**SELECTION**.
--------------------------------
2 AFTER EXPLAINING THIS to the top 500 people in the organization, the CEO of GM would break them into groups of fewer than 50 and meet with each group for several hours to listen to their ideas and recommendations. He would then: -- Fine-tune the plan based on their responses. -- Take this plan to the leadership of the UAW. After explaining the plan, he would listen to their ideas and suggestions and fine-tune it again. -- Put together about ten groups representing a cross section of the entire organization, from senior executives to newly hired trainees in the factory. Then present this plan to each of these groups and fine-tune the plan further according to their responses. -- Immediately organize a leadership training program for every leader in GM and the UAW and work out the logistics for training thousands of people quickly. During this training program, GM must leave absolutely no doubt that any GM leader who does not deal with others according to the spirit of this plan will not be a leader on the new GM team. The CEO will personally lead all of the activities listed in Item 2. GM's leadership will then:

3 TAKE THIS PLAN to every person in GM so that each will understand the new rules for success, understand that GM is going to become the best in the world, and understand the vital importance of making these changes now.

4 IMMEDIATELY SEND several hundred senior leaders to the field for several weeks to visit the factories (these visits must be in depth -- not superficial plant tours), visit with and listen to the people, learn their reactions, and communicate to them that these changes are real -- not just more public relations talk. While at the factories, GM's senior people would spend evenings visiting with second- and third-shift workers.

5 ASK THE DEALER network to put together a cross section of GM customers. The top leaders will attend meetings around the world and listen to the customers who own GM cars.

6 ASK GM DEALERS to meet with them in small groups, and spend a great deal of time listening to the dealers' ideas about how to improve GM cars.
--------------------------------
**RAW RECORDS**.
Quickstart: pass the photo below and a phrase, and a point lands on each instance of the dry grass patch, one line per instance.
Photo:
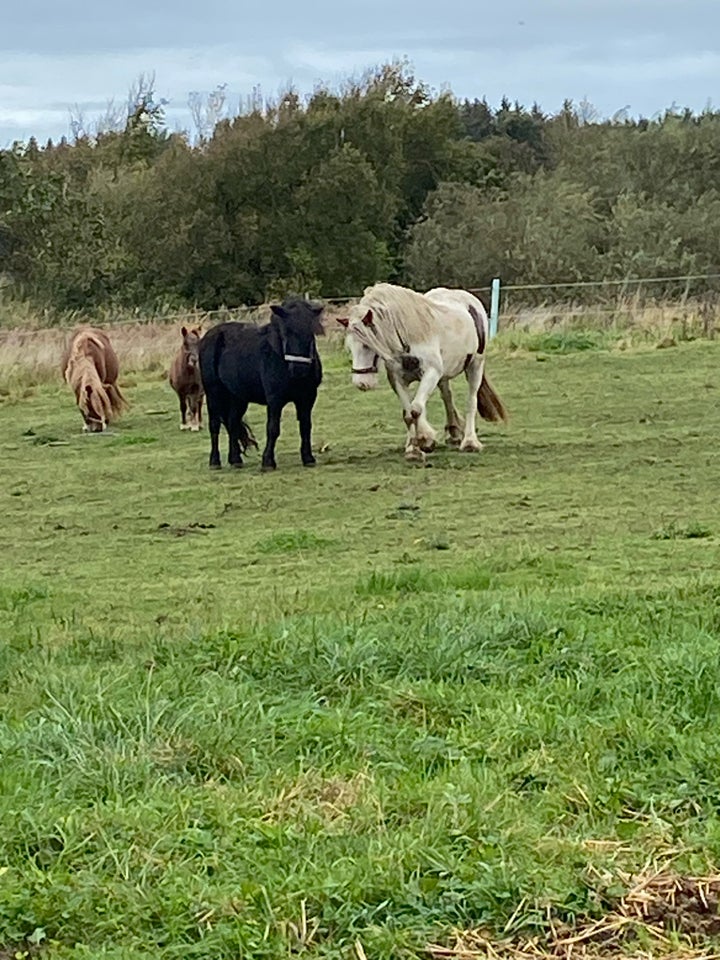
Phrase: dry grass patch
(661, 915)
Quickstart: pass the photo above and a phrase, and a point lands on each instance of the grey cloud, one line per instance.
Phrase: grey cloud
(646, 53)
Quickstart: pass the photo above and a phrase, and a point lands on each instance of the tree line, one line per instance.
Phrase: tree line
(379, 180)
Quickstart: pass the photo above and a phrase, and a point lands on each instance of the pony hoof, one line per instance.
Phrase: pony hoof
(470, 446)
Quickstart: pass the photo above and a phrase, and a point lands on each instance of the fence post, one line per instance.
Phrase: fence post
(494, 305)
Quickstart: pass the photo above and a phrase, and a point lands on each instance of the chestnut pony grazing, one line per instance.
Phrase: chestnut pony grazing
(90, 366)
(185, 380)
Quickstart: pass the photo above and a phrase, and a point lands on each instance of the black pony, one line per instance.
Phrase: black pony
(272, 365)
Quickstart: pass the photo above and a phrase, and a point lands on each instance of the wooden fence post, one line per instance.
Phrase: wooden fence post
(494, 306)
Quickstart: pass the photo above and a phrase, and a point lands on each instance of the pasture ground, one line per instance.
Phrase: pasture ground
(345, 712)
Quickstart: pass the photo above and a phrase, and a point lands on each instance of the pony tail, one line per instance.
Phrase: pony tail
(490, 406)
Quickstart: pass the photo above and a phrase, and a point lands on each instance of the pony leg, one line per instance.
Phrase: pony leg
(272, 434)
(215, 422)
(194, 412)
(412, 449)
(304, 415)
(234, 428)
(453, 424)
(423, 431)
(184, 425)
(474, 374)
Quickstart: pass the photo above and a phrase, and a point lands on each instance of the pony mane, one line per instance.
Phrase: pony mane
(400, 317)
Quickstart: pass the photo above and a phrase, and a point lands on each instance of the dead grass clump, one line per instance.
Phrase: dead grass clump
(330, 799)
(662, 915)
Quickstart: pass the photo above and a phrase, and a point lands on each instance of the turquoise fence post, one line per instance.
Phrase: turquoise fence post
(494, 306)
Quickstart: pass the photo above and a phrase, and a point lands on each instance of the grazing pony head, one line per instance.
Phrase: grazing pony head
(94, 406)
(191, 343)
(293, 328)
(383, 325)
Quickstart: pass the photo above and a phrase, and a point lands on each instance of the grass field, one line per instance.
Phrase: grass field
(343, 712)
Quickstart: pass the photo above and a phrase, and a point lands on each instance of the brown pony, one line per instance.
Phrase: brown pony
(185, 379)
(90, 366)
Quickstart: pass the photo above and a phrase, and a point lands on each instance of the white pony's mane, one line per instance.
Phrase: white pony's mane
(400, 317)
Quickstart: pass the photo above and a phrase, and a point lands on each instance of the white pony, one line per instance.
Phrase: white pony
(430, 338)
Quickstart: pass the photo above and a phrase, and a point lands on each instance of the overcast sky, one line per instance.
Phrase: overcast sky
(641, 54)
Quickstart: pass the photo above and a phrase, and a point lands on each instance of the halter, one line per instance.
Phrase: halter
(292, 358)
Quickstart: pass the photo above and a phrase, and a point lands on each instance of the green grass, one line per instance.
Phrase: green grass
(252, 715)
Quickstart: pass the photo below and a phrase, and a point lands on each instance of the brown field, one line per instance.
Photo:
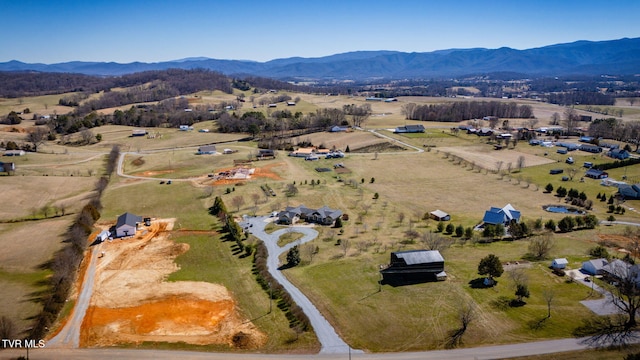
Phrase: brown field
(132, 302)
(31, 193)
(488, 158)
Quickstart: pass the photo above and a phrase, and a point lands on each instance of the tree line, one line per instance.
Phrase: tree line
(465, 110)
(66, 262)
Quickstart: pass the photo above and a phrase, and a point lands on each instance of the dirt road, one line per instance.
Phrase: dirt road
(69, 336)
(329, 339)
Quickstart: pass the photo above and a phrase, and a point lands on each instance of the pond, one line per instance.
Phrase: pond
(563, 209)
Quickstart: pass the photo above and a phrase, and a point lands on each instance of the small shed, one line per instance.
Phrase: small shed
(440, 215)
(560, 263)
(594, 267)
(104, 235)
(596, 174)
(206, 149)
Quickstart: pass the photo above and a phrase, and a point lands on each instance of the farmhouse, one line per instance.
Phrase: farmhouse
(440, 215)
(206, 149)
(618, 270)
(504, 216)
(266, 154)
(127, 224)
(409, 129)
(421, 263)
(596, 174)
(7, 167)
(594, 267)
(629, 192)
(560, 263)
(14, 153)
(618, 154)
(323, 215)
(591, 148)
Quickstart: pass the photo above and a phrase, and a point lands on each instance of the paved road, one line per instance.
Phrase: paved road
(329, 339)
(69, 336)
(487, 352)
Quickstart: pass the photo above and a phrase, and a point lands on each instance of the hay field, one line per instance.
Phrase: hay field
(488, 158)
(29, 193)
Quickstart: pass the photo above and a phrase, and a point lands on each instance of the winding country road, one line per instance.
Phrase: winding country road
(329, 339)
(69, 336)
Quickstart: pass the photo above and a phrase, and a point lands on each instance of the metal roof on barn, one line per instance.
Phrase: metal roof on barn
(414, 257)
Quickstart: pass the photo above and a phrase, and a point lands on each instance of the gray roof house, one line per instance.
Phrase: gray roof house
(410, 129)
(560, 263)
(206, 149)
(323, 215)
(594, 267)
(421, 263)
(504, 216)
(127, 224)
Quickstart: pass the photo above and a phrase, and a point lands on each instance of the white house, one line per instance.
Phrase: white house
(560, 263)
(207, 149)
(127, 224)
(594, 267)
(104, 235)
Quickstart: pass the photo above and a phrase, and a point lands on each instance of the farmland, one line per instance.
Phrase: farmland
(385, 194)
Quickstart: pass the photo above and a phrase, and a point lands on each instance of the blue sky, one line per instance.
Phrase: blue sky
(49, 31)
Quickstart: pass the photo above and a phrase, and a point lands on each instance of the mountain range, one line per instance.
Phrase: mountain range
(611, 57)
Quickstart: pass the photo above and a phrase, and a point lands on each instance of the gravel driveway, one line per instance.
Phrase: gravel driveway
(329, 339)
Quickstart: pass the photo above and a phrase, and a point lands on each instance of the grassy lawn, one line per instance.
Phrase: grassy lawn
(289, 237)
(210, 259)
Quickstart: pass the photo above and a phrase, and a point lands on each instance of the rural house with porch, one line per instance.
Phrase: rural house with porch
(323, 216)
(127, 224)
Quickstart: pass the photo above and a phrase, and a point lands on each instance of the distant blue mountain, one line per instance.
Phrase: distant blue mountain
(613, 57)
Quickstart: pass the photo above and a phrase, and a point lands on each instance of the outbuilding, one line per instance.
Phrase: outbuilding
(104, 235)
(560, 263)
(425, 264)
(594, 267)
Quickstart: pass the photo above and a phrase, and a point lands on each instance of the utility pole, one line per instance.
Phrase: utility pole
(270, 297)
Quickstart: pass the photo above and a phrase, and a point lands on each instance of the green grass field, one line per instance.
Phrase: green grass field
(343, 284)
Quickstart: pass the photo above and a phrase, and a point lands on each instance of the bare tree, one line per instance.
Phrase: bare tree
(309, 250)
(256, 198)
(237, 201)
(7, 328)
(400, 217)
(521, 162)
(540, 246)
(86, 135)
(466, 314)
(434, 241)
(548, 295)
(570, 119)
(345, 244)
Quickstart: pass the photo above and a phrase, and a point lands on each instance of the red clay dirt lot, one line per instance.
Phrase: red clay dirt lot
(132, 302)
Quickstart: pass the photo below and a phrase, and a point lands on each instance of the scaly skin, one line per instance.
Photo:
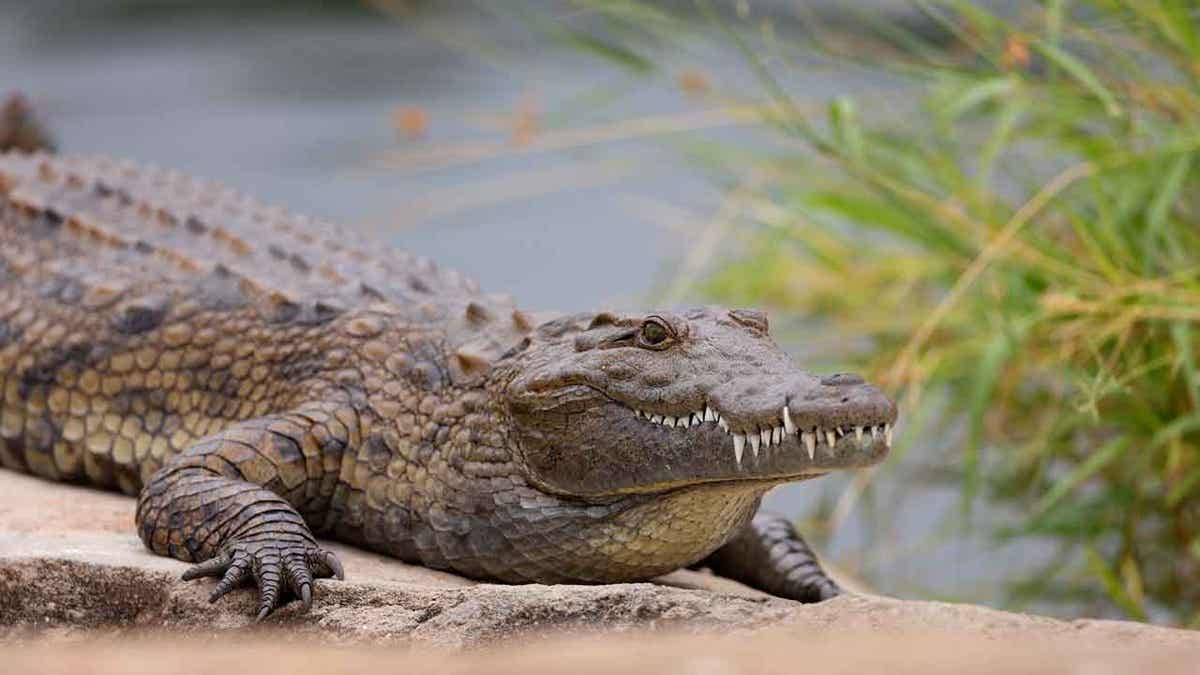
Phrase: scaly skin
(256, 378)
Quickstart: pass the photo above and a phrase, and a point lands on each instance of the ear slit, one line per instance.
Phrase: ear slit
(601, 320)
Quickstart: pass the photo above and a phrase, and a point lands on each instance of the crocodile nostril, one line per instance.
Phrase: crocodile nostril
(841, 380)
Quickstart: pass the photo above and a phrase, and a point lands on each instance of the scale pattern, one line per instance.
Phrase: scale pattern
(256, 376)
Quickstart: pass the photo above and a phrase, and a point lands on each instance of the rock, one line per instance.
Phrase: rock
(71, 569)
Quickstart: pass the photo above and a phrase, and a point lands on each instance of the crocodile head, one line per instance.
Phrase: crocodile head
(613, 404)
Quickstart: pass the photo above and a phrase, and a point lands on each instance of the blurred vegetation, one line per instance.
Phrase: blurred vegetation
(1021, 245)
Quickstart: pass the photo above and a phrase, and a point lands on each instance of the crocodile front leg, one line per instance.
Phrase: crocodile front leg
--------------------------------
Continue the text on the plan for turning GM around, starting after its last sentence.

7 VISIT WITH MECHANICS who repair GM cars and listen to their ideas.

8 ORGANIZE A SERIES of meetings with GM stockholders to listen to the company's owners.

9 IN ALL OF THESE meetings the leaders of the corporation will be joined by leaders from product design and engineering, leaders from the UAW, and others who actually build the cars. The end result of this firsthand exposure will be to give every member of the GM team great sensitivity about what must be done to build the finest cars in the world.

10 GM'S LEADERSHIP will keep these new communication lines wide open as it builds the new GM. Timely, firsthand field knowledge will become GM's road map for success.

11 AT ALL TIMES during this transition the leadership of GM should be in the field, living with the troops, sharing victories and defeats, and solving the problems as quickly as they occur. Above all, the GM leaders must be out front. They must learn by direct experience and lead by example.

12 THE LEADERSHIP must reward excellence while those who won are still sweating from the effort. Celebrate victories. Learn from defeats. And then get back in the ring and win!

13 FINALLY, the leadership must work night and day to make GM such an exciting, rewarding place that GMers look forward to coming to work. They will relish taking on all competitors and beating them fairly.

Little if anything I have proposed is original. These leadership principles are timeless -- they are as basic as human nature. Some of America's finest companies have been built on them. Tapping the full potential of the GM team is the answer, not billions in spending. Nothing would please me more than to know that GM's finest years will be in the future -- not in the past.